Write out every record in full, exactly as written, please.
-- Start --
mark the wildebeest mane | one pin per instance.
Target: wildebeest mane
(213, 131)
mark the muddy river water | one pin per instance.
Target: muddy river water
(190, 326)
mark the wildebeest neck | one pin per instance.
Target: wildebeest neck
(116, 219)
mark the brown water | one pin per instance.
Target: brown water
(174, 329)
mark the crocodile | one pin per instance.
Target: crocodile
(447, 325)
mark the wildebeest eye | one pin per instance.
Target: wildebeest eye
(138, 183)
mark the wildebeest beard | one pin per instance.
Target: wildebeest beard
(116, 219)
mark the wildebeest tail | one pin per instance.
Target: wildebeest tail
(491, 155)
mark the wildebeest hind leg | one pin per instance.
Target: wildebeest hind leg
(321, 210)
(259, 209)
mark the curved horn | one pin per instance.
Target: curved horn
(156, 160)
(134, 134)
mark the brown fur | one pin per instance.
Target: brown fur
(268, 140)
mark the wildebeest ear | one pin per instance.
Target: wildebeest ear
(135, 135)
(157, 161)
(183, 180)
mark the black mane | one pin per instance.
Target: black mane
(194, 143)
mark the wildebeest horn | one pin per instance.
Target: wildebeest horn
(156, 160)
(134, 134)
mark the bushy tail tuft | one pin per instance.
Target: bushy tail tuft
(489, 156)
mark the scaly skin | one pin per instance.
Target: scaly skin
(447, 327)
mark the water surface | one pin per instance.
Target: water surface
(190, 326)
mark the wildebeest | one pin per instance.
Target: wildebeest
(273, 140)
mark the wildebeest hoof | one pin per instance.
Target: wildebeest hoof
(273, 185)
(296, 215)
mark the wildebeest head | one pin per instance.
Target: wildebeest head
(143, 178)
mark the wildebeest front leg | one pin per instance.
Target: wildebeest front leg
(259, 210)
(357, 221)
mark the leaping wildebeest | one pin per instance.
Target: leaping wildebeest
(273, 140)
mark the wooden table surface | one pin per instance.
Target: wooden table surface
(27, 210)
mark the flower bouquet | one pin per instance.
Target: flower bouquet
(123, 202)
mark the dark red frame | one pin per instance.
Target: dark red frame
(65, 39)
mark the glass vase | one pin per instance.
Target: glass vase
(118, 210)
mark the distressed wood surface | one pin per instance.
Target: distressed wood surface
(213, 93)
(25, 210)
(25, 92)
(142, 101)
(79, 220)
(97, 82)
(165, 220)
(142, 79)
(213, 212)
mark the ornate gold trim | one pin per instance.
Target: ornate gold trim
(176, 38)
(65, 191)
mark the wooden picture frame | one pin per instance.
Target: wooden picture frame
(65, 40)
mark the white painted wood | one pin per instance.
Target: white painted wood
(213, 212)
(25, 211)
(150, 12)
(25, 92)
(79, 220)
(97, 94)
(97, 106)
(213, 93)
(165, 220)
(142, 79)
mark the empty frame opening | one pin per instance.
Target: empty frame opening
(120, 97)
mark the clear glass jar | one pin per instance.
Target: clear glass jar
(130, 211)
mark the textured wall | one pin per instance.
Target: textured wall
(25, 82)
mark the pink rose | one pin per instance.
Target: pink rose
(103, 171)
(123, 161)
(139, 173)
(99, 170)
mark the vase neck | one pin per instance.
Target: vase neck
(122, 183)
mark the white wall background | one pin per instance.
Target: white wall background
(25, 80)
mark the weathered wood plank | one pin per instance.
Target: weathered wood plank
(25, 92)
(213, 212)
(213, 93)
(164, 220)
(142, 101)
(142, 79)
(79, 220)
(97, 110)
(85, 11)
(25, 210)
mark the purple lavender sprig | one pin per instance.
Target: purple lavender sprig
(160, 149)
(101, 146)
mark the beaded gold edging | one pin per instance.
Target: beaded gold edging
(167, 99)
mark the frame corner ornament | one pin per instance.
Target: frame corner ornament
-- End --
Output:
mark the wildebeest mane | one pin per instance.
Target: wildebeest mane
(213, 131)
mark the muddy river water | one pin per instance.
Target: muddy river water
(190, 326)
mark the wildebeest neck | one pin per instance.
Target: wildebeest neck
(116, 219)
mark the brown water | one pin per instance.
Target: brown water
(174, 329)
mark the crocodile | one pin per instance.
Target: crocodile
(447, 325)
mark the wildebeest eye | one pin per instance.
Target: wildebeest eye
(138, 183)
mark the wildebeest beard | one pin per instance.
Target: wildebeest beard
(116, 219)
mark the wildebeest tail | one pin per instance.
Target: wildebeest tail
(491, 155)
mark the wildebeest hind leg | one pin per instance.
Target: wildebeest hind leg
(321, 210)
(259, 209)
mark the curved horn | one pin per instance.
Target: curved horn
(156, 160)
(134, 134)
mark the brown fur | one pin per instance.
Target: brown fur
(268, 140)
mark the wildebeest ear | one pin per instance.
Target: wildebeest ear
(135, 135)
(157, 161)
(183, 180)
mark the black mane | one pin per instance.
Target: black mane
(194, 143)
mark the wildebeest horn | one pin per instance.
Target: wildebeest horn
(156, 160)
(134, 134)
mark the bushy tail tuft | one pin per instance.
Target: bushy tail tuft
(489, 156)
mark the scaly skin | one pin per instance.
Target: scaly skin
(447, 327)
mark the water surface | one pin per instance.
Target: water surface
(190, 326)
mark the wildebeest | one pin per instance.
Target: wildebeest
(273, 140)
mark the wildebeest hoof | one pin per instance.
Target: wildebeest hoof
(273, 185)
(296, 215)
mark the wildebeest head | one pin per instance.
Target: wildebeest head
(143, 178)
mark the wildebeest front leg | one pin per instance.
Target: wildebeest front leg
(259, 210)
(357, 221)
mark the leaping wildebeest | one pin per instance.
Target: leaping wildebeest
(273, 140)
mark the wooden table surface | one pin per instance.
Target: wooden table surface
(27, 210)
mark the flower bouquet | one pin per instance.
Target: flower bouquet
(123, 202)
mark the dark red frame | one pin per instance.
Target: dark red frame
(65, 39)
mark the glass vase | one pin per instance.
Target: glass vase
(118, 210)
mark the distressed wood surface | one pin per instance.
Target: distressed wood surface
(213, 93)
(25, 210)
(25, 92)
(142, 101)
(79, 220)
(97, 82)
(165, 220)
(142, 79)
(213, 212)
mark the ornate gold trim | one pin per instance.
Target: ornate gold trim
(176, 38)
(65, 191)
mark the wooden picture frame | one pin per instance.
Target: wooden picture frame
(65, 40)
mark the white painted wood | one pin per instance.
Target: white painted wood
(213, 212)
(25, 211)
(150, 12)
(25, 92)
(79, 220)
(97, 94)
(97, 106)
(213, 93)
(165, 220)
(142, 79)
mark the empty frame opening | one pin per instance.
Target: empty frame opening
(120, 97)
mark the clear glass jar | one pin per instance.
Target: clear glass jar
(130, 211)
mark the textured wall | one pin per instance.
Target: textured wall
(25, 82)
mark the pink rose | one pin per instance.
Target: pink rose
(103, 171)
(123, 161)
(139, 173)
(99, 170)
mark the vase neck | one pin per instance.
Target: vase neck
(122, 183)
mark the white wall background | one pin per instance.
Target: white wall background
(25, 80)
mark the weathered wood plank | one pin per instance.
Target: weathered wood plank
(25, 92)
(213, 212)
(213, 93)
(164, 220)
(142, 101)
(142, 79)
(79, 220)
(97, 110)
(85, 11)
(25, 210)
mark the purple lavender sprig | one pin per instance.
Target: purple lavender sprig
(160, 149)
(101, 146)
mark the beaded gold edging | one pin per instance.
Target: beaded gold edging
(167, 99)
mark the frame corner ornament | one pin per instance.
Target: frame corner ornament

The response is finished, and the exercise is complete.